## Reading passage
Application L2119 Cover Eng. Life Sci., Issue 3-4, 2021

Pseudomonas taiwanensis biofilms for continuous conversion of cyclohexanone in drip flow and rotating bed reactors

Ingeborg Heuschkel, Selina Hanisch, Daniel C. Volke, Erik Löfgren, Anna Hoschek, Pablo I. Nikel, Rohan Karande, and Katja Bühler

Eng. Life Sci., 2021, 21(3-4), pp. 258-269.

“In this study, the biocatalytic performance of a Baeyer-Villiger monooxygenase (BVMO) catalyzing the reaction of cyclohexanone to ε-caprolactone was investigated in Pseudomonas biofilms. Biofilm growth and development of two Pseudomonas taiwanensis VLB120 variants, Ps_BVMO and Ps_BVMO_DGC, were evaluated in drip flow reactors (DFRs) and rotating bed reactors (RBRs). Engineering a hyperactive diguanylate cyclase (DGC) from Caulobacter crescentus into Ps_BVMO resulted in faster biofilm growth compared to the control Ps_BVMO strain in the DFRs. The maximum product formation rates of 92 and 87 g/(m2.d) were observed for mature Ps_BVMO and Ps_ BVMO_DGC biofilms, respectively. The application of the engineered variants in the RBR was challenged by low biofilm surface coverage (50-60%) of rotating bed cassettes, side-products formation, oxygen limitation, and a severe drop in production rates with time. By implementing an active oxygen supply mode and a twin capillary spray feed, the biofilm surface coverage was maximized to 70-80%. BVMO activity was severely inhibited by cyclohexanol formation, resulting in a decrease in product formation rates. By controlling the cyclohexanone feed concentration at 4 mM, a stable product formation rate of 14 g/(m2.d) and a substrate conversion of 60% was achieved in the RBR.”

## Data excerpts
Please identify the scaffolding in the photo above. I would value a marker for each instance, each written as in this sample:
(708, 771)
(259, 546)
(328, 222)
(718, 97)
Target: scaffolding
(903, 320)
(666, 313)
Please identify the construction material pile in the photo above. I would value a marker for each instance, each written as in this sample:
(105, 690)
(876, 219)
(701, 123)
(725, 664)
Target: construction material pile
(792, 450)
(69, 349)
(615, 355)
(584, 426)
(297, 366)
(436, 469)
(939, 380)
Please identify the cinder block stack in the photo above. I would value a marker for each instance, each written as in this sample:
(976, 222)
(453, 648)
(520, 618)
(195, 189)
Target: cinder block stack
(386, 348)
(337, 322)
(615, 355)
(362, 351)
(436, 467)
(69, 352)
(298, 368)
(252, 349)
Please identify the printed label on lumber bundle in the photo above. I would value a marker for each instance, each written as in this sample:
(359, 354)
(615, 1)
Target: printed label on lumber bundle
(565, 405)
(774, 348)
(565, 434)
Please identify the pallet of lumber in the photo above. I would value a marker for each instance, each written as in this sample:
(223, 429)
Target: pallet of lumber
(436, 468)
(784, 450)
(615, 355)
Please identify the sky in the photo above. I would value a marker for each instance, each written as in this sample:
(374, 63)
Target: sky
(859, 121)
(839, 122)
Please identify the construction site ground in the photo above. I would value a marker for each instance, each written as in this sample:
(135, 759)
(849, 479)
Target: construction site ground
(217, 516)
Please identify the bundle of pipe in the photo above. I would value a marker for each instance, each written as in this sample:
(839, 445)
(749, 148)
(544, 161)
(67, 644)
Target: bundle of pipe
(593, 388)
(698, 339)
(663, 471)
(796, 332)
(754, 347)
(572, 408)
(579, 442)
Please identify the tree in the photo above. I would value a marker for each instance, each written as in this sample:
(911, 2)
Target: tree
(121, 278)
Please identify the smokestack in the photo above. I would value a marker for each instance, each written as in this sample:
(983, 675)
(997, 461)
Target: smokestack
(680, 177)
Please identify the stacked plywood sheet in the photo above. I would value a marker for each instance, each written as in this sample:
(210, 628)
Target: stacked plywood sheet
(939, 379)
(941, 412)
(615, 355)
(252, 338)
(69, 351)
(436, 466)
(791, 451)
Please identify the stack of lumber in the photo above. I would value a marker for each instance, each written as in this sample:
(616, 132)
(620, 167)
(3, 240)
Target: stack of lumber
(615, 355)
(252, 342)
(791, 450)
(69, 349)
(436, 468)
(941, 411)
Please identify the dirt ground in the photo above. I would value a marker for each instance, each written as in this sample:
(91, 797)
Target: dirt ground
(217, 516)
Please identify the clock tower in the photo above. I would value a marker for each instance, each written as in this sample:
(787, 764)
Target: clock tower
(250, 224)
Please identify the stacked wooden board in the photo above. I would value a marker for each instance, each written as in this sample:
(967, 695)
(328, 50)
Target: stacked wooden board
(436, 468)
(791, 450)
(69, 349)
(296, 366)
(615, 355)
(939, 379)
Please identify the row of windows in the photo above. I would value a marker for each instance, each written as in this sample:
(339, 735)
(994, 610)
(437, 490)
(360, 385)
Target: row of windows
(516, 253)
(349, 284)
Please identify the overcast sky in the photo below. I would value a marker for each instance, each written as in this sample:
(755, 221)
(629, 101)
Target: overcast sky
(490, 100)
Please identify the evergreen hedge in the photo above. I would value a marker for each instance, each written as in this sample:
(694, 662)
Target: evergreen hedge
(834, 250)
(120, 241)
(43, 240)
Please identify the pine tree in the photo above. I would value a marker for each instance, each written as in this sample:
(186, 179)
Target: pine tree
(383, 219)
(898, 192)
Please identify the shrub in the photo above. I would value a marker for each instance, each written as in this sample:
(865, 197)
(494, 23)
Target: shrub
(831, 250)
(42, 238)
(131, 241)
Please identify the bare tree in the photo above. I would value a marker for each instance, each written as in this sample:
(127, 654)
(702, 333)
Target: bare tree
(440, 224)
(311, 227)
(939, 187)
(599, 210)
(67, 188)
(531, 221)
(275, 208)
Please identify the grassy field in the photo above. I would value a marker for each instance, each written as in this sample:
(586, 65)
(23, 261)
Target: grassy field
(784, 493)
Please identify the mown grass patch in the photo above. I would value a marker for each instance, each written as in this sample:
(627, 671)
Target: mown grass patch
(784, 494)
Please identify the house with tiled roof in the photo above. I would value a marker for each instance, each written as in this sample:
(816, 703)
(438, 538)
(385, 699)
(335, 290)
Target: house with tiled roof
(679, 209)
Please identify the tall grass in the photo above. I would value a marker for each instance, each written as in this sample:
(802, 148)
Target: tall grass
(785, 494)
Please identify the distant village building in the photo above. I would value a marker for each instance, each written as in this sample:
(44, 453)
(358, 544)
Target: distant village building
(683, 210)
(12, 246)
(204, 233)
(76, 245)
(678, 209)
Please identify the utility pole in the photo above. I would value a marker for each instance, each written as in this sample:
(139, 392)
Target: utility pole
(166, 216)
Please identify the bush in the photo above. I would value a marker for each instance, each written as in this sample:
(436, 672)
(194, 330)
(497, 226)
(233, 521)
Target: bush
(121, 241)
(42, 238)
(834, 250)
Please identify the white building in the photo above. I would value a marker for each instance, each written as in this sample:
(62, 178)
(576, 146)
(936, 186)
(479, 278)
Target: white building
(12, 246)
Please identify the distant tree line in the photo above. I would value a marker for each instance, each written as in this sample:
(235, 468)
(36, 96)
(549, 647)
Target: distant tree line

## Your goal
Carry on the text about Pseudomonas biofilms in drip flow and rotating bed reactors, starting after its last sentence.

## Written response
  • This article involves the use of a rotating bed reactor for a biocatalytic process involving biofilms. The biofilm of Pseudomonas taiwanensis, with a genetically introduced Baeyer-Villiger monooxygenase (BVMO), was grown directly on 3D-printed polyamide inserts installed in the RBR S3. The biofilm, immobilized on the cartridges, was then used to catalyze the conversion of cyclohexanone. The authors comment that the work opens up the possibility to use biofilms in rotating bed reactors for synthesis via biocatalysis.
  • “The SpinChem® rotating bed reactor (RBR) Model S3 was used to study biofilm growth and catalytic performance on the RBBR cassette under shear stress imposed by the rotational speed. Further modifications of the RBBR operation were accomplished to mimic the high air-liquid interface attained in the drip-flow system. These modifications include localizing the rotating bed reactor in the air phase and supplying the medium via a nozzle in a “spray feed fashion” in a radial direction. Spraying was performed intermittently at a flow rate of 0.42 mL/min as 1-second pulses followed by 20-s pauses. During biofilm cultivation, the cartridge was rotated at 200 rpm, and the medium droplets were passed through the 3D-printed plastic inlets driven by centrifugal force. Oxygen consumed within the system was exchanged in a passive mode by using a sterile filter at the top of the reactor lid.”